— PROBLEM DESCRIPTION —
Make an exact transcription of the material, leaving out all images.

— DATA IN THIS EXERCISE —
····················
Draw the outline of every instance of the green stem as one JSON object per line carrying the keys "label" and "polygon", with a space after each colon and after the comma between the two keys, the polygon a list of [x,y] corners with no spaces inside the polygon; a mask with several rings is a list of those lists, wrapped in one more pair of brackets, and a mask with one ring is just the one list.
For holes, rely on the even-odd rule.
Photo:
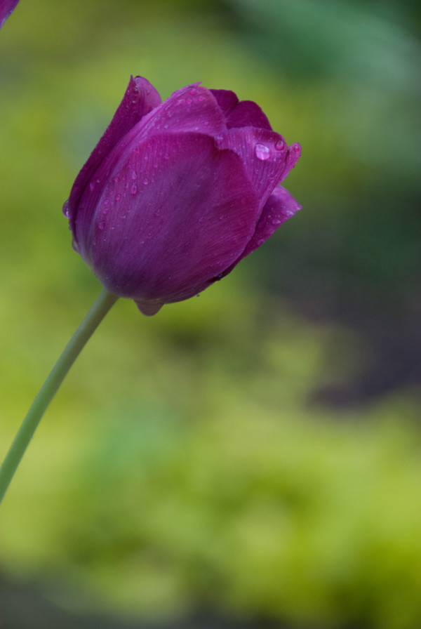
{"label": "green stem", "polygon": [[118,298],[102,289],[39,390],[0,468],[0,503],[47,406],[86,342]]}

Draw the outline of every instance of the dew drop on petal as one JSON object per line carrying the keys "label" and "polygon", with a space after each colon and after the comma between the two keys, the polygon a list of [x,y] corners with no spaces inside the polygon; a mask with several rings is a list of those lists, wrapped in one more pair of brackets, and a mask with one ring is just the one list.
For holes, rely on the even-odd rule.
{"label": "dew drop on petal", "polygon": [[269,159],[270,150],[264,144],[256,144],[255,146],[255,154],[258,159],[265,161],[266,159]]}

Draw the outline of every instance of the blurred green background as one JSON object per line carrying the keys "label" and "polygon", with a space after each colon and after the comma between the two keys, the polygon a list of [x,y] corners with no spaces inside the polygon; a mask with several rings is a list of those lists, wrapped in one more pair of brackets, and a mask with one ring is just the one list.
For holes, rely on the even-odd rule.
{"label": "blurred green background", "polygon": [[61,206],[131,74],[257,101],[303,209],[121,300],[1,507],[4,629],[421,626],[420,9],[21,0],[0,33],[0,454],[100,286]]}

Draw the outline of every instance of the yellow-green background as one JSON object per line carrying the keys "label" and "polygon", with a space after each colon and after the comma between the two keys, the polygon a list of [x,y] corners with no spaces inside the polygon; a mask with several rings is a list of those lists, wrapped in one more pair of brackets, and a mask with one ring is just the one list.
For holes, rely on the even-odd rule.
{"label": "yellow-green background", "polygon": [[[421,625],[420,27],[397,0],[21,0],[0,32],[1,455],[99,292],[61,206],[131,74],[257,101],[302,145],[303,209],[199,298],[114,306],[1,506],[2,587],[116,627]],[[1,602],[5,629],[38,626]]]}

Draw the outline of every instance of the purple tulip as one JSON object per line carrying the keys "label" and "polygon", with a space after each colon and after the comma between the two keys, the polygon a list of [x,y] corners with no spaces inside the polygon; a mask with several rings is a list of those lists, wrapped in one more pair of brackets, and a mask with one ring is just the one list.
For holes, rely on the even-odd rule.
{"label": "purple tulip", "polygon": [[0,0],[0,28],[8,16],[13,13],[19,0]]}
{"label": "purple tulip", "polygon": [[74,248],[154,314],[227,275],[300,208],[279,185],[300,150],[234,92],[196,84],[161,103],[132,77],[64,205]]}

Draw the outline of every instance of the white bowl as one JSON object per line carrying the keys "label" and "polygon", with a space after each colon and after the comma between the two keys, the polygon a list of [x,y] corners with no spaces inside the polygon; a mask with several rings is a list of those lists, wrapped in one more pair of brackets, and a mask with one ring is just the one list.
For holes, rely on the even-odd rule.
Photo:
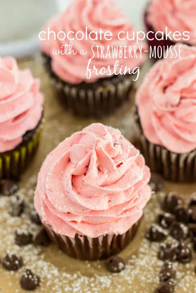
{"label": "white bowl", "polygon": [[35,53],[42,26],[60,10],[56,0],[1,0],[0,56],[18,58]]}

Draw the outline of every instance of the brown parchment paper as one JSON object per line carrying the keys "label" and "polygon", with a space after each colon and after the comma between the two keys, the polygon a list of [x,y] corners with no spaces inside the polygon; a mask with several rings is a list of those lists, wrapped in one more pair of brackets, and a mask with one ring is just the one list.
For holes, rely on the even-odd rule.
····················
— TASK RESPONSE —
Draw the outline of every instance of the green stem as one JSON object per line carrying the keys "label" and "polygon", with a space after each colon and after the comma between the two keys, the polygon a list of [x,y] corners with no spaces inside the polygon; a mask with several rings is a list of those lists, wrapped in one more pair of brackets, and a mask with one ring is just the one list.
For holes, rely on the even-odd rule.
Photo:
{"label": "green stem", "polygon": [[118,298],[102,289],[39,390],[0,468],[0,503],[47,406],[86,342]]}

Draw the outline of every instance of the dew drop on petal as one JSON object per line carrying the keys "label" and "polygon", with a space after each colon and after the comma between the two keys, the polygon a list of [x,y] corners with no spaces inside the polygon; a mask with several rings is a list of those lists, wrapped in one more pair of brackets, and a mask with one ring is just the one list.
For holes, rely on the even-odd rule.
{"label": "dew drop on petal", "polygon": [[269,159],[270,150],[264,144],[256,144],[255,146],[255,154],[258,159],[265,161],[266,159]]}

Draw the outline of every instance of the blurred green background as one JSON object per line carrying the keys "label" and "polygon", with a space after each colon and after the comma between the two keys, the polygon a list of [x,y] corners with no spaces inside the polygon; a mask with several rings is a list of those lists, wrapped in one more pair of brackets, and a mask with one ring is just the one list.
For holes, rely on the even-odd rule.
{"label": "blurred green background", "polygon": [[61,206],[131,74],[257,101],[303,209],[121,300],[1,507],[4,629],[421,626],[420,9],[21,0],[0,33],[0,454],[100,286]]}

Draw the outline of every instance of the yellow-green background as one JSON object per line carrying the keys "label" and "polygon", with a space after each colon and after the comma between the two keys, the polygon a list of [x,y] corners with no spaces inside the polygon; a mask with several rings is a list of those lists, wrapped in one more pair of brackets, and a mask with one ring is just the one list.
For holes, rely on the even-odd rule.
{"label": "yellow-green background", "polygon": [[[421,625],[420,27],[397,0],[21,0],[0,32],[1,455],[99,292],[61,206],[131,74],[257,101],[302,145],[303,209],[199,298],[114,306],[1,506],[2,587],[116,627]],[[1,602],[5,629],[38,626]]]}

Draw the outline of every instance of the purple tulip as one JSON object per line carrying the keys "label" and "polygon", with a space after each colon and after the comma between the two keys, the polygon a list of [x,y] corners with no spaces inside the polygon; a mask with several rings is a list of those lists, wrapped in one more pair of brackets, and a mask with one ring is just the one list.
For holes, rely on the even-odd rule.
{"label": "purple tulip", "polygon": [[0,0],[0,28],[8,16],[13,13],[19,0]]}
{"label": "purple tulip", "polygon": [[74,248],[154,314],[227,275],[300,208],[279,185],[300,150],[234,92],[196,84],[161,103],[132,77],[64,205]]}

Draw the outline of every instance of the white bowl as one JSON object per line carrying the keys "label" and "polygon", with a space after each colon and after the comma between the two keys, the polygon a list of [x,y] corners with no spaces inside the polygon; a mask with several rings is a list of those lists, wrapped in one more pair of brackets, and a mask with one ring is just the one list.
For holes, rely on the even-odd rule.
Photo:
{"label": "white bowl", "polygon": [[35,53],[42,26],[60,10],[56,0],[1,0],[0,56],[18,58]]}

Draw the outline of every instance of the brown parchment paper as one JSON object per line carrying the keys "label" and "polygon", with a space after each colon and after the comma between the two keys, the polygon a list of [x,y] corners with no spaces inside the polygon; a mask with several rings is a list of those lists, wrapped in one more pair of brackets, and a mask with one ring is just the one list.
For holes, rely on the even-odd rule.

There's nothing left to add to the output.